Written task: Rewrite the rows below, switching every "Indicate" to "Mark" and leaving everything else unchanged.

Supplied entries:

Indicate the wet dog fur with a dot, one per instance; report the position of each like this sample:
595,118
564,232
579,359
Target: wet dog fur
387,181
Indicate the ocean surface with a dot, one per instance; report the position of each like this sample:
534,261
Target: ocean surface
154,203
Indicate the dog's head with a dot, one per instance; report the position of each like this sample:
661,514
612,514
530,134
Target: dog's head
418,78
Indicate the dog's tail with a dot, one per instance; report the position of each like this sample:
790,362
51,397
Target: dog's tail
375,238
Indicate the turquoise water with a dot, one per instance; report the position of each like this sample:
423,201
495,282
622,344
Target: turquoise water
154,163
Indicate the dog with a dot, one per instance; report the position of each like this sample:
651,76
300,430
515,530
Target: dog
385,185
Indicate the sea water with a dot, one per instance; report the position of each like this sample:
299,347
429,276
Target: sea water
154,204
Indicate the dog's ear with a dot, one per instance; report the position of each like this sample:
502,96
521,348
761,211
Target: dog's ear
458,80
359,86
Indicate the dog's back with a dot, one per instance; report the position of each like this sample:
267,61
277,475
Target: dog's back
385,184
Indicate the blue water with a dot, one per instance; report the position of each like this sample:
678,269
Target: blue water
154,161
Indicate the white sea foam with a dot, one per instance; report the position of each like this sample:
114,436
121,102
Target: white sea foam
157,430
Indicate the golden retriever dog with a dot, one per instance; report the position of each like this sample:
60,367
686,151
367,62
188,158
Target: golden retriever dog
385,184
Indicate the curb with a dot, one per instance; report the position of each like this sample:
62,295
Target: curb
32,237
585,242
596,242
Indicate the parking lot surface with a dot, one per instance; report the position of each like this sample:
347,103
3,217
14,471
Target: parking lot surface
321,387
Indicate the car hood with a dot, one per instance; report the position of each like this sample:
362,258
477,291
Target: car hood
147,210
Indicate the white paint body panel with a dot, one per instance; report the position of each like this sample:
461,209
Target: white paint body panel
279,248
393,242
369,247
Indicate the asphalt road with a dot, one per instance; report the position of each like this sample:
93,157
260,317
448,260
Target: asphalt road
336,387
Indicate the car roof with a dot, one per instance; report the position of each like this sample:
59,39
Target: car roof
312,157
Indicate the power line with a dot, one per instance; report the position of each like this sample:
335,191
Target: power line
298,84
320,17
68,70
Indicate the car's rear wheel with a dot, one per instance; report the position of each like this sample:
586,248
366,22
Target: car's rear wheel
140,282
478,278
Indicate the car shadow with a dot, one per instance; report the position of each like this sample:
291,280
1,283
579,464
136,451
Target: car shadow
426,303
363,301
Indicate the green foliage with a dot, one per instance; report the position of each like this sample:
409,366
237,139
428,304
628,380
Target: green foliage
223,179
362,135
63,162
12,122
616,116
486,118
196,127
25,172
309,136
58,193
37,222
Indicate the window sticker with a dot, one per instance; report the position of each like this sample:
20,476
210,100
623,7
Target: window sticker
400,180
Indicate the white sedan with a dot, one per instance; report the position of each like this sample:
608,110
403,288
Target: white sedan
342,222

Response to the exercise:
Mark the wet dog fur with a dot, one per instance; report the position of each like this sample:
595,118
564,232
579,359
Target: wet dog fur
387,181
Mark the ocean surface with a dot, one per instance; report the position of each like this sample:
534,261
Target: ocean surface
154,203
Mark the dog's head with a dot, one per instance; report the position of each like this sample:
661,514
612,514
530,134
Target: dog's head
418,78
Mark the dog's tail with a dot, one per instance; report the position of each like this sample:
790,362
51,397
Target: dog's tail
375,238
Mark the turquoise water with a dot, one per instance; report the position of each like this sample:
423,201
495,282
622,344
Target: turquoise water
154,163
Mark the dog with a dot, one per instance; report the position of each like this sample:
651,76
300,430
515,530
Target: dog
385,185
Mark the sea water with a dot, one per instance; report the position of each like this sample:
299,347
429,276
Target: sea water
154,204
Mark the dog's ear with a dot, one per instance; report the position of each like this sample:
502,96
521,348
761,211
Target: dog's ear
458,80
359,86
Mark the dog's back with a dot, one per instance; report the position of each like this sample:
267,61
277,475
Target: dog's back
385,184
Mark the blue water with a dot, one per instance; report the position of each like this sample:
678,269
Target: blue water
154,161
Mark the white sea foam with a dot, one per instance; report the position of each like this sample:
114,436
121,102
Target: white sea foam
157,430
Mark the golden retriever dog with a dot, one per instance; report the position of each like this sample:
60,367
686,151
367,62
188,158
Target: golden retriever dog
385,184
Mark the curb with a dot, one per instance; report the position of each like this sample:
62,295
Target: curb
32,237
585,242
596,242
Mark the parking lot surface with a dot, one per instance; report the position of each like this sample:
347,103
3,217
14,471
Target: parking lot surface
321,387
Mark the car hood with a dot, one per instance; report the position of each like this sample:
362,258
477,291
Target: car hood
147,210
Mark the white paint body panel with a dot, one per instance; report the position of each like this sample:
461,209
Target: white paint body panel
279,248
393,242
369,247
Mark the asphalt road with a dot, one per instance; report the position of each like this sample:
93,157
260,317
448,260
Target: asphalt road
336,387
Mark the car roof with a dot, one per instance; report the position of each like this sample:
59,39
Target: car roof
312,157
Mark the power line with a dot, one per instance; report the position of each like this sample:
335,191
Target: power line
298,84
320,17
68,70
Mark the car's rear wheel with a dot, one per instance; report the position of each like this sample:
586,248
366,22
Target: car's rear wheel
140,282
478,278
Mark the car shadow with a dot, one per instance; report the position of each like this sample:
291,280
1,283
579,464
136,451
Target: car shadow
426,303
363,301
Mark the green foliage with a dot, one per instance; report the position of each like this sample:
409,366
237,139
428,304
628,380
Target: green foliage
223,179
362,135
63,162
12,122
616,116
486,118
196,127
25,172
309,136
58,193
37,222
Mark the window sticker with a dot, one per instance; report the position of each like this sample:
20,476
210,100
623,7
Target: window sticker
400,180
Mark the white sedan with a dot, one per instance; report the position of each like this sample:
608,110
403,288
Target: white sedan
342,222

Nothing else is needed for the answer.